Activity:
Search the records for the string "white" and copy every line in which it appears.

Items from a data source

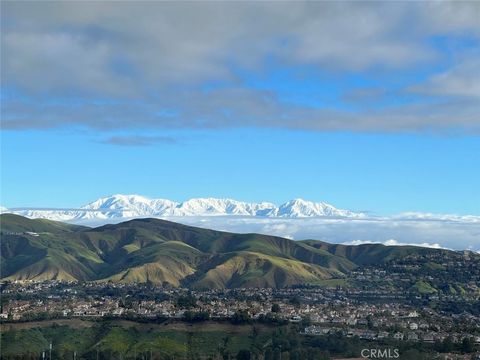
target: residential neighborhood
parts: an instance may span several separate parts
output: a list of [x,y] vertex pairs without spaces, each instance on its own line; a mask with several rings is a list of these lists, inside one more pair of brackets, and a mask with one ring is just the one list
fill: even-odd
[[[3,285],[2,322],[127,318],[143,321],[245,319],[305,324],[304,335],[480,344],[480,316],[416,305],[406,295],[336,288],[196,291],[120,283],[29,282]],[[365,300],[368,296],[376,301]],[[443,298],[442,298],[443,299]],[[444,301],[448,301],[448,297]],[[412,303],[413,302],[413,303]],[[424,301],[426,302],[426,301]]]

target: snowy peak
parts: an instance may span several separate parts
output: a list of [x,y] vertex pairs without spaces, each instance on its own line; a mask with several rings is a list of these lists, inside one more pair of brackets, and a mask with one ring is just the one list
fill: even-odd
[[294,199],[280,205],[277,216],[279,217],[358,217],[363,214],[354,213],[348,210],[341,210],[324,202],[312,202],[303,199]]
[[119,215],[117,217],[134,217],[156,215],[161,211],[177,205],[176,202],[165,199],[151,200],[140,195],[116,194],[100,198],[82,206],[82,209],[117,213],[117,215]]
[[232,199],[198,198],[181,203],[174,210],[176,216],[195,215],[243,215],[260,216],[262,211],[271,211],[271,203],[246,203]]
[[112,195],[100,198],[92,203],[85,205],[85,209],[126,209],[138,208],[150,203],[151,200],[140,195]]
[[116,194],[102,197],[80,209],[17,210],[32,218],[51,220],[110,219],[169,216],[253,216],[253,217],[364,217],[362,213],[341,210],[323,202],[294,199],[280,206],[269,202],[248,203],[233,199],[193,198],[184,202],[149,199],[140,195]]
[[238,207],[239,204],[230,199],[198,198],[181,203],[175,208],[173,215],[224,215],[229,212],[235,213],[241,211]]

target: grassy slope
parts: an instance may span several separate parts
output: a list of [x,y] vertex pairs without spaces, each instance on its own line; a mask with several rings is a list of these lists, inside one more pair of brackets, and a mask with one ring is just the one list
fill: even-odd
[[202,252],[178,241],[153,244],[129,252],[116,269],[110,270],[114,275],[105,280],[179,286],[182,279],[195,273],[195,265],[202,257]]
[[255,252],[226,254],[194,283],[199,288],[283,287],[330,277],[331,271],[314,264]]
[[60,221],[51,221],[45,219],[28,219],[26,217],[15,214],[0,215],[0,231],[4,232],[48,232],[48,233],[65,233],[71,231],[87,230],[86,226],[71,225]]
[[[205,358],[228,353],[233,358],[240,349],[248,349],[254,341],[267,343],[273,328],[256,325],[256,338],[252,339],[252,325],[230,324],[179,324],[170,325],[136,324],[122,326],[115,323],[107,326],[72,328],[50,326],[23,330],[2,330],[2,358],[37,358],[54,344],[53,358],[71,359],[73,352],[77,358],[95,358],[97,350],[100,358],[150,358],[150,350],[155,357],[175,355],[175,358],[194,358],[201,354]],[[175,324],[173,324],[175,325]]]
[[409,254],[427,254],[443,249],[422,248],[418,246],[385,246],[382,244],[342,245],[329,244],[318,240],[303,240],[316,249],[327,251],[333,255],[344,257],[357,265],[369,265],[404,257]]
[[[20,219],[19,219],[20,218]],[[88,280],[105,266],[95,249],[79,239],[88,230],[45,220],[1,215],[1,275],[9,280]],[[4,225],[4,226],[3,226]],[[15,233],[34,230],[38,235]]]

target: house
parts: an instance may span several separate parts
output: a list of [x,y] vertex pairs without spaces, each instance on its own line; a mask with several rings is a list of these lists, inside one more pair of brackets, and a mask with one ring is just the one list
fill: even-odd
[[388,332],[387,331],[380,331],[377,334],[377,339],[384,339],[388,337]]
[[298,315],[293,315],[290,319],[288,319],[288,321],[292,323],[299,323],[300,321],[302,321],[302,318]]
[[357,319],[355,319],[354,317],[349,317],[347,319],[347,325],[354,326],[356,324],[357,324]]
[[410,311],[407,315],[407,317],[409,318],[417,318],[419,315],[418,315],[418,312],[416,310],[413,310],[413,311]]
[[427,323],[421,323],[420,325],[418,325],[418,328],[422,330],[428,330],[429,327],[430,326]]
[[367,319],[358,319],[357,325],[367,325],[368,321]]
[[409,332],[407,334],[407,340],[408,341],[418,341],[418,335],[414,332]]
[[423,334],[422,340],[427,343],[433,343],[435,341],[435,333],[429,332]]
[[112,311],[112,315],[114,316],[120,316],[124,313],[124,309],[123,308],[117,308],[115,310]]
[[366,330],[360,335],[361,339],[373,340],[375,339],[376,334],[373,331]]

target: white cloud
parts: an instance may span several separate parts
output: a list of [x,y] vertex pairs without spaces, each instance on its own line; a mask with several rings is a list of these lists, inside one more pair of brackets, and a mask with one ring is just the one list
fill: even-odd
[[[237,217],[170,218],[189,225],[232,232],[257,232],[296,240],[316,239],[345,243],[368,239],[390,245],[412,244],[451,249],[480,250],[480,223],[445,219],[258,219]],[[201,221],[199,221],[201,220]],[[392,239],[395,239],[392,241]],[[389,243],[388,243],[389,242]]]
[[344,242],[343,244],[345,245],[364,245],[364,244],[382,244],[385,246],[405,246],[405,245],[411,245],[411,246],[421,246],[421,247],[428,247],[428,248],[433,248],[433,249],[446,249],[443,246],[440,246],[440,244],[430,244],[430,243],[403,243],[399,242],[395,239],[390,239],[390,240],[385,240],[385,241],[370,241],[370,240],[352,240],[352,241],[347,241]]
[[[7,1],[1,6],[2,86],[22,92],[20,98],[2,98],[5,129],[479,132],[479,105],[472,101],[472,95],[478,98],[478,65],[472,54],[416,86],[423,94],[462,101],[357,114],[285,106],[275,93],[246,88],[234,70],[262,74],[272,58],[281,66],[330,73],[425,66],[441,56],[428,45],[429,37],[480,37],[479,3]],[[223,85],[203,92],[204,81]],[[73,98],[75,105],[48,103],[50,96]],[[118,101],[99,103],[99,97]],[[180,115],[159,115],[165,109]]]
[[458,223],[480,223],[480,216],[478,215],[434,214],[422,212],[404,212],[399,215],[394,215],[392,219],[408,221],[427,220]]
[[[106,84],[88,80],[102,73],[110,78],[98,80],[115,94],[113,85],[129,75],[108,70],[117,58],[140,72],[136,90],[149,81],[230,80],[232,65],[258,68],[268,56],[332,69],[403,67],[434,56],[421,44],[430,28],[406,33],[405,22],[442,11],[355,2],[5,2],[2,8],[7,81],[14,76],[37,88],[40,76],[55,89],[73,76],[79,88],[97,90]],[[465,27],[445,21],[451,31]]]
[[[48,129],[83,126],[91,129],[216,129],[231,127],[289,128],[312,131],[480,133],[478,102],[415,103],[358,113],[310,108],[282,102],[275,93],[242,88],[210,92],[183,91],[142,101],[80,101],[49,104],[31,98],[2,104],[4,129]],[[159,114],[178,109],[179,115]],[[228,111],[222,111],[228,109]]]
[[426,82],[413,86],[411,90],[426,95],[480,98],[480,53],[476,59],[469,59],[435,74]]

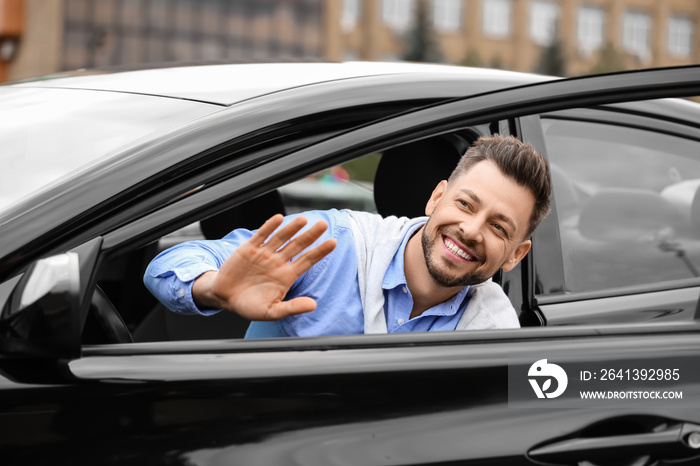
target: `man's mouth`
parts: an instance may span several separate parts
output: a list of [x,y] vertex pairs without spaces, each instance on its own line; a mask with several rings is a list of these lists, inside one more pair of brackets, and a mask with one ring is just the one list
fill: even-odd
[[442,243],[445,247],[455,256],[464,259],[465,261],[475,261],[476,257],[469,254],[467,251],[462,249],[457,243],[452,241],[447,236],[442,237]]

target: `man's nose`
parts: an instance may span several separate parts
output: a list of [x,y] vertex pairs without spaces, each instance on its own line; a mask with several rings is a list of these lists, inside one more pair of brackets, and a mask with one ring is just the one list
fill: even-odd
[[481,243],[484,240],[485,219],[480,215],[465,217],[459,223],[459,229],[466,241]]

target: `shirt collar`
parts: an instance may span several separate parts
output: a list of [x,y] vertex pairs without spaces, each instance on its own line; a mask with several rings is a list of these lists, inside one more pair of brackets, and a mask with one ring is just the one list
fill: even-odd
[[[396,251],[396,254],[394,254],[394,258],[391,260],[389,268],[384,275],[384,280],[382,281],[382,288],[384,290],[389,291],[398,286],[407,286],[406,274],[404,273],[404,252],[406,251],[408,240],[411,239],[416,230],[425,225],[425,223],[426,222],[417,224],[406,233],[406,236],[404,236],[401,244],[399,245],[399,249]],[[462,308],[470,288],[471,287],[469,286],[465,286],[444,303],[440,303],[437,306],[428,309],[424,315],[454,315]]]
[[397,286],[406,285],[406,274],[403,270],[403,256],[404,252],[406,251],[406,245],[416,230],[425,225],[425,223],[426,222],[418,223],[406,232],[406,236],[404,236],[403,240],[401,240],[399,249],[396,251],[396,254],[394,254],[394,258],[391,259],[389,268],[387,269],[386,274],[384,274],[384,281],[382,282],[383,289],[391,290]]

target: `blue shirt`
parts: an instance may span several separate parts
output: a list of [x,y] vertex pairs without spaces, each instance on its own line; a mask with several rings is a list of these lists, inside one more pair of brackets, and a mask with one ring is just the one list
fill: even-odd
[[[284,336],[348,335],[364,333],[364,315],[357,281],[355,241],[348,214],[342,211],[312,211],[285,217],[307,218],[307,227],[325,220],[329,228],[311,247],[329,238],[338,245],[292,285],[287,298],[309,296],[316,300],[315,311],[287,317],[276,322],[252,322],[246,338]],[[434,306],[420,316],[410,318],[413,298],[404,274],[404,251],[409,231],[401,242],[384,276],[384,312],[389,333],[454,330],[469,301],[468,287],[451,299]],[[212,314],[200,310],[192,299],[192,282],[202,273],[218,270],[228,256],[253,232],[234,230],[221,240],[190,241],[160,253],[144,275],[146,287],[166,307],[182,314]]]

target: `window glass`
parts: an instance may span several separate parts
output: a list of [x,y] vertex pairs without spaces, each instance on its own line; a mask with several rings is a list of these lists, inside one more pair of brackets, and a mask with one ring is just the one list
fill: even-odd
[[603,45],[605,14],[594,5],[581,5],[578,9],[578,50],[589,57]]
[[530,4],[530,37],[539,45],[549,45],[557,34],[559,5],[535,1]]
[[691,56],[693,44],[693,20],[687,16],[673,15],[668,19],[668,52],[681,58]]
[[440,31],[459,31],[462,25],[462,0],[433,0],[433,22]]
[[511,0],[484,2],[484,34],[491,37],[510,35]]
[[405,31],[413,19],[413,0],[382,0],[382,20],[397,31]]
[[700,143],[543,119],[567,291],[699,276]]
[[340,24],[344,31],[351,31],[360,17],[360,0],[343,0],[343,14]]
[[651,56],[650,36],[651,17],[643,11],[626,11],[622,24],[622,46],[625,50],[640,60],[648,60]]

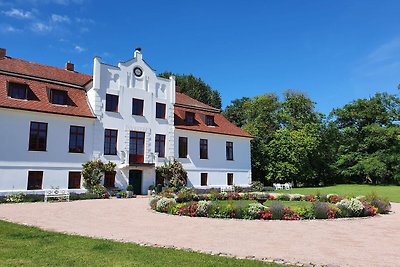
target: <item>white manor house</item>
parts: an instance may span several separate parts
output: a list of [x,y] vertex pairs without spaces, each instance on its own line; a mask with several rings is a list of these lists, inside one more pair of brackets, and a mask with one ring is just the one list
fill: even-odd
[[102,181],[136,194],[156,184],[155,167],[177,159],[196,188],[248,186],[252,136],[219,109],[157,77],[136,49],[112,66],[94,58],[93,76],[32,63],[0,49],[0,195],[85,192],[82,163],[117,164]]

Result:
target: white cloud
target: <item>white manor house</item>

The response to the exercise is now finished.